▸ Problems:
[1] In the post about accent characters, rewrite the part that opens with the words containing "I did notice" and closes with "component is generated.", swapping "composite glyphs" for "accented characters".
[2] In one to three sentences, explain what the post about accent characters says all the improperly spaced composite glyphs share and what the writer concludes from it.
[3] Continue the post about accent characters from its last sentence.

▸ Extract to read:
I created some accent characters using Glyph > Make Component Glyph
Ignore the crazy mark positioning, i’m still figuring that out.
The thing I can’t figure out is why the resulting characters are much wider than the original letters
The right sidebearing of cap A is 27. Aacute says “(auto) 478”, while the rest of the A marks correctly say “(auto) 27”.
Cap E is 17, and all the marks say “(auto) 361”
Thanks for the suggestion. It’s making the component from A and acute. I don’t have acutecomb.
I set the width of acute to zero, deleted the components and redid “make component glyph”, same result. Width is “auto (478)” when it should be “auto (27)”.
I did notice one thing all the improperly spaced composite glyphs have in common – their width is 1000. So they’re not changing to the spacing of the master letter when the component is generated.

▸ Data block:
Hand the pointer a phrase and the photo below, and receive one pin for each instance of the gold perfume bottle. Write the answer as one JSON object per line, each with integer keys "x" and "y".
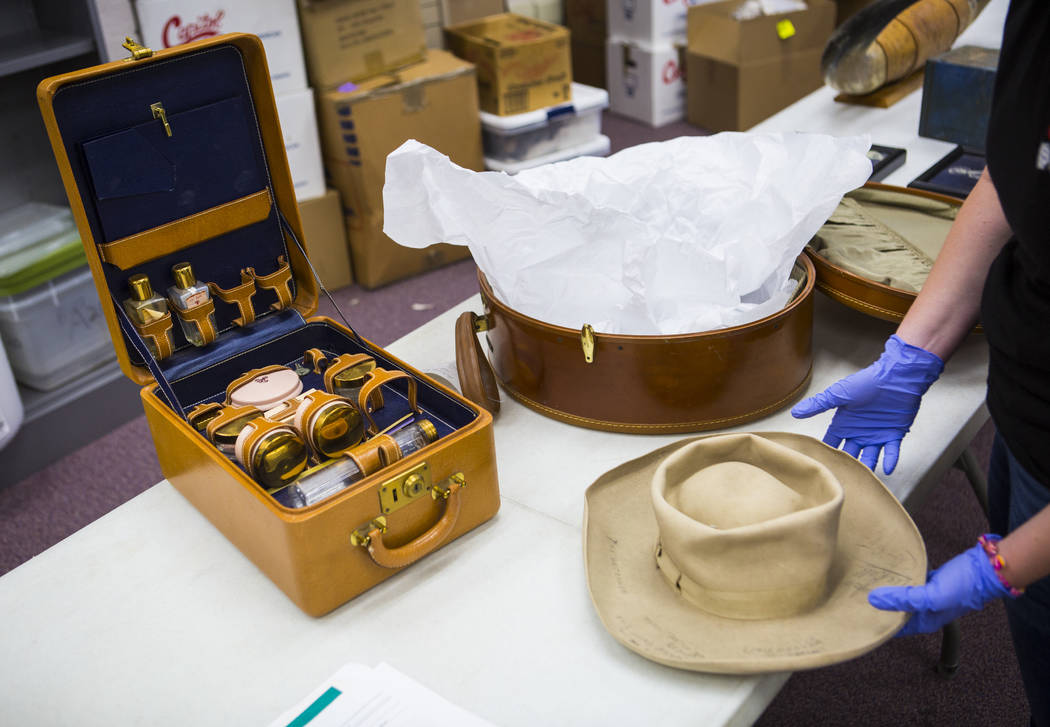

▸ Task-by-task answers:
[1]
I did notice one thing all the improperly spaced accented characters have in common – their width is 1000. So they’re not changing to the spacing of the master letter when the component is generated.

[2] All of the improperly spaced composite glyphs have a width of 1000. The writer concludes from this that they are not picking up the spacing of the master letter when the component is generated.

[3]
acute is a spacing character–acutecomb (combining acute accent) is the non-spacing character. Glyphs will use acutecomb to build the glyph with acute if it’s present. So here’s the sequence:
Add a glyph acutecomb. Glyphs should automatically make it with a component from acute. Set the width of acutecomb to zero (you normally position the acute itself somewhat to the left of the vertical line) and type Command-U to add a “_top” anchor. It will add the anchor in very nearly the right place.
Open up A, E, O, etc. All the glyphs that can take an acute accent. For each of these, type Command-U to add a “top” anchor.
Select Aacute, Eacute, Oacute, etc. in the font grid and do Glyph–>Make Component Glyph. Now Glyphs should make the component glyphs correctly.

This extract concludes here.